TASK DETAILS: Set down, please, exactly the lines below that run from the line with "284L96 282L90 287L76" to the line with "box: [190, 375, 206, 414]", both lines included.

=== Section Start ===

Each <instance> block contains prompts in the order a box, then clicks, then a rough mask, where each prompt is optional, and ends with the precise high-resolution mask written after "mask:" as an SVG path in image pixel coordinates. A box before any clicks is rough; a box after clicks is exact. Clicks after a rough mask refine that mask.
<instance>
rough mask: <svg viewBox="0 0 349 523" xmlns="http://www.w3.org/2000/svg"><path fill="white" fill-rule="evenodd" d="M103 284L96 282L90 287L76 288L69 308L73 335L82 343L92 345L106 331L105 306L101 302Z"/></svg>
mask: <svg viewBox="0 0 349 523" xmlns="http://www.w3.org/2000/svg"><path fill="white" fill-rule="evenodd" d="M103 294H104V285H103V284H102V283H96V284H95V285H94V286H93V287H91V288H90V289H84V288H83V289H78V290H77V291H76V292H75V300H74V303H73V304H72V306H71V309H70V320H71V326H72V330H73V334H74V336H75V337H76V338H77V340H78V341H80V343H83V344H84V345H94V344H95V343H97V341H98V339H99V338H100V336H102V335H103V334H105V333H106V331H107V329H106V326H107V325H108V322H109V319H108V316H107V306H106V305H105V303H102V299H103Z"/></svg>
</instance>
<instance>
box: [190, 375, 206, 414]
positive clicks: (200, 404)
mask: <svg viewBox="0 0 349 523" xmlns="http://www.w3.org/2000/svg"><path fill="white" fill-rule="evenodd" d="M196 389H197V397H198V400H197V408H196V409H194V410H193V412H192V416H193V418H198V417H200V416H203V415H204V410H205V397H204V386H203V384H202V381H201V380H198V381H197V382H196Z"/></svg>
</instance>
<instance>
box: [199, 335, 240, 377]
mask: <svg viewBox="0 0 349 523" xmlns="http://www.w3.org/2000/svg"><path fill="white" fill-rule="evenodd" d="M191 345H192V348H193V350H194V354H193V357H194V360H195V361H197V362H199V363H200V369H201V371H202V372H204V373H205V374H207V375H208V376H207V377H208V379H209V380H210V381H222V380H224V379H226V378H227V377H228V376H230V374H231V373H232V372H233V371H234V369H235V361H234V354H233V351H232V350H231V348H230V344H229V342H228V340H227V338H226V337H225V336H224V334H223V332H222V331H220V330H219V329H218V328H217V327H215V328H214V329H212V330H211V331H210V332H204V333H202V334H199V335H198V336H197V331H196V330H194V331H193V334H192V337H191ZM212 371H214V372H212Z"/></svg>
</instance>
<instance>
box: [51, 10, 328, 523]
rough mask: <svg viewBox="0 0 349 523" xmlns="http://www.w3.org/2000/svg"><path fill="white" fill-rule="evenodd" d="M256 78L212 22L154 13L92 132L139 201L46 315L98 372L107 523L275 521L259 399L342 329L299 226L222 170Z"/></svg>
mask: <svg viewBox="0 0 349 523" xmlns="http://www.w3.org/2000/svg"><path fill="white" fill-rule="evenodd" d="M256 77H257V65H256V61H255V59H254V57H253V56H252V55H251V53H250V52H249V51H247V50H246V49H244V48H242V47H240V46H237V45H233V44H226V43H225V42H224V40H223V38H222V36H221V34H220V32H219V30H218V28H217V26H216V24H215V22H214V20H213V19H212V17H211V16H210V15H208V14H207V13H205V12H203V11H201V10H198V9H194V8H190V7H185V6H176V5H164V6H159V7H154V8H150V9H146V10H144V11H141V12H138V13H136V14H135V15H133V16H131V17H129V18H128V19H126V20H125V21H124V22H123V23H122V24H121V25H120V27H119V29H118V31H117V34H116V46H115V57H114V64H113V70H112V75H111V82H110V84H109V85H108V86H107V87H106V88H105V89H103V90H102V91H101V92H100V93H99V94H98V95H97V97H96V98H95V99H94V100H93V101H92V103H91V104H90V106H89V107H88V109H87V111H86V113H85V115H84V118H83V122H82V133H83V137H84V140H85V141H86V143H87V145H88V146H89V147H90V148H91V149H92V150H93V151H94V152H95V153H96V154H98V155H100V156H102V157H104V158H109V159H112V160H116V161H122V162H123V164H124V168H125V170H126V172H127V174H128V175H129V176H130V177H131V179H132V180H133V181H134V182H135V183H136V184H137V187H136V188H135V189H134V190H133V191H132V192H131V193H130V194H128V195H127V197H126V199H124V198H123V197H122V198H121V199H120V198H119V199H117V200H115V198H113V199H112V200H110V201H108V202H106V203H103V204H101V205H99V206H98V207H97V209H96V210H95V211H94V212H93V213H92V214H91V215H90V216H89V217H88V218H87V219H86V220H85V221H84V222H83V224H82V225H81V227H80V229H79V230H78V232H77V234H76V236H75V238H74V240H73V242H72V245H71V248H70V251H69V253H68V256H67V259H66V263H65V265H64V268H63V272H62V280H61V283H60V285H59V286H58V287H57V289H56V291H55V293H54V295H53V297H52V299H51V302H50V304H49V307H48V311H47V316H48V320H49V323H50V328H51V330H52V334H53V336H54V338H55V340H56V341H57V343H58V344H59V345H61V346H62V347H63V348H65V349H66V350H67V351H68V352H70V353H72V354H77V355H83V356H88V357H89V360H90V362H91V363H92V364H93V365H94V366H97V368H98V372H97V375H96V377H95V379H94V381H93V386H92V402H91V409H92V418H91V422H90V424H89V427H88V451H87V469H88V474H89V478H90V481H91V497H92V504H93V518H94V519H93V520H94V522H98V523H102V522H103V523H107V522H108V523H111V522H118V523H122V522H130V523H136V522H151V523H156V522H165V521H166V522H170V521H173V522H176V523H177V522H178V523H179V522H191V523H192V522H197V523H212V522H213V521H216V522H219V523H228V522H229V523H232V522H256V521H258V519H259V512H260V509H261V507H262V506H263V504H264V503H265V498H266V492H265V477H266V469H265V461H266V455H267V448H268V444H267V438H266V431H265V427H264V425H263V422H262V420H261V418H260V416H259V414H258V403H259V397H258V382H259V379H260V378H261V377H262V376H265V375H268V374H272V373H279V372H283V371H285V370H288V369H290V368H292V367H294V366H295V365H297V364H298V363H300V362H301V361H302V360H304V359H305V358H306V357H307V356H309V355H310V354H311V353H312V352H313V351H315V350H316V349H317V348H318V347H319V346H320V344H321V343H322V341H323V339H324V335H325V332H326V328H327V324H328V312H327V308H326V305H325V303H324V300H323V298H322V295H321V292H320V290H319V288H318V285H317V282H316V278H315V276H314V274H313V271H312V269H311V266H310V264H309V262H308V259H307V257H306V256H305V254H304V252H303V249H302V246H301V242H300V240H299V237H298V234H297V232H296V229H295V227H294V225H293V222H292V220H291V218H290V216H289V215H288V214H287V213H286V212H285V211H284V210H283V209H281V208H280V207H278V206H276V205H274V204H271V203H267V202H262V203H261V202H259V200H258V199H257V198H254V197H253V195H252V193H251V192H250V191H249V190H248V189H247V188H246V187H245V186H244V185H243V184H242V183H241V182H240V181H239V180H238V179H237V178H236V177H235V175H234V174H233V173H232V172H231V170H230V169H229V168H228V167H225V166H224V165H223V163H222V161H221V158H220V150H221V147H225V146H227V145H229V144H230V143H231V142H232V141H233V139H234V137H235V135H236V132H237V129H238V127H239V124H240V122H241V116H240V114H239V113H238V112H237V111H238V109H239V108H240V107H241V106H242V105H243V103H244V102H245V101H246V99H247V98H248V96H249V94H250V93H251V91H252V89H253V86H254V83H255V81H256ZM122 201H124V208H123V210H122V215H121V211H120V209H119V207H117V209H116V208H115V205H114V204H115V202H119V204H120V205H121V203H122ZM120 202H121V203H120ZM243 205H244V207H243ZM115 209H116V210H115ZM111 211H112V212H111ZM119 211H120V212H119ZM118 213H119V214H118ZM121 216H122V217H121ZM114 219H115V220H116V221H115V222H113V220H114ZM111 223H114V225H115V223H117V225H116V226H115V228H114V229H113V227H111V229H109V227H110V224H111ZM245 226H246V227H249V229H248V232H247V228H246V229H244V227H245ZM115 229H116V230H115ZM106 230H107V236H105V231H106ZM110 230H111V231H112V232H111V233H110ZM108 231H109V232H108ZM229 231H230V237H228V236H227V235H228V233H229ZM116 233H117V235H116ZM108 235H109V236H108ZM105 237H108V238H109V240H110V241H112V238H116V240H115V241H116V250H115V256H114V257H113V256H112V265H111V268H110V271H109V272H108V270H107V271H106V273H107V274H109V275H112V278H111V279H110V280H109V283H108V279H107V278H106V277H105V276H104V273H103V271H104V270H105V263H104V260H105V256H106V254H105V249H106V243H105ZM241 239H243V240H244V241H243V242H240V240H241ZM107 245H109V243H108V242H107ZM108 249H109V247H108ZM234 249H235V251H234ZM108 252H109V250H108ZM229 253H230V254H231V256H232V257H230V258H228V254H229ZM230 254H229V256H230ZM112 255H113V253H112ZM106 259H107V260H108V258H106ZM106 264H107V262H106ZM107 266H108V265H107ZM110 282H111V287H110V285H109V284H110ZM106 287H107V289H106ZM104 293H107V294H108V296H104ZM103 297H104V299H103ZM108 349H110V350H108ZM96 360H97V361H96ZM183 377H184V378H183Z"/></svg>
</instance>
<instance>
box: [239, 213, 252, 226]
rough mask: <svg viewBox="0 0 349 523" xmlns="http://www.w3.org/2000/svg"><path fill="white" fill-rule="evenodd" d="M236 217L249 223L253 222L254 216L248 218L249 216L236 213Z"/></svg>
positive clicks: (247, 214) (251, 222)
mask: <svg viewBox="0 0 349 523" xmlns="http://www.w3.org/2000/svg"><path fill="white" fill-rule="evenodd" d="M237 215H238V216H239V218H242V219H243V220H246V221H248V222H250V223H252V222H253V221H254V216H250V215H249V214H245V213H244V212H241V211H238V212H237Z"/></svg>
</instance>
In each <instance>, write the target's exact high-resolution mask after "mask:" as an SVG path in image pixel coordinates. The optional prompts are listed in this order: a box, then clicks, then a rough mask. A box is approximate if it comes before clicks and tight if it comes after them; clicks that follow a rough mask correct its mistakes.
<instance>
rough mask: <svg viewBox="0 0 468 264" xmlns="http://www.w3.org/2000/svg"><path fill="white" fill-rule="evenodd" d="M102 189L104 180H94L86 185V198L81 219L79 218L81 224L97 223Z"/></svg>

=== Section End ===

OUTPUT:
rough mask: <svg viewBox="0 0 349 523" xmlns="http://www.w3.org/2000/svg"><path fill="white" fill-rule="evenodd" d="M103 284L96 282L90 287L76 288L69 308L73 335L82 343L92 345L106 331L105 306L101 302Z"/></svg>
mask: <svg viewBox="0 0 349 523" xmlns="http://www.w3.org/2000/svg"><path fill="white" fill-rule="evenodd" d="M103 294H104V285H103V284H102V283H96V284H95V285H94V286H93V287H91V288H90V289H84V288H83V289H78V290H77V291H76V292H75V300H74V303H73V304H72V306H71V309H70V320H71V326H72V330H73V334H74V336H75V337H76V338H77V340H78V341H80V343H83V344H84V345H94V344H95V343H97V341H98V339H99V338H100V336H102V335H103V334H105V333H106V331H107V329H106V326H107V325H108V322H109V319H108V316H107V306H106V305H105V303H102V299H103Z"/></svg>
</instance>
<instance>
box: [190, 375, 206, 414]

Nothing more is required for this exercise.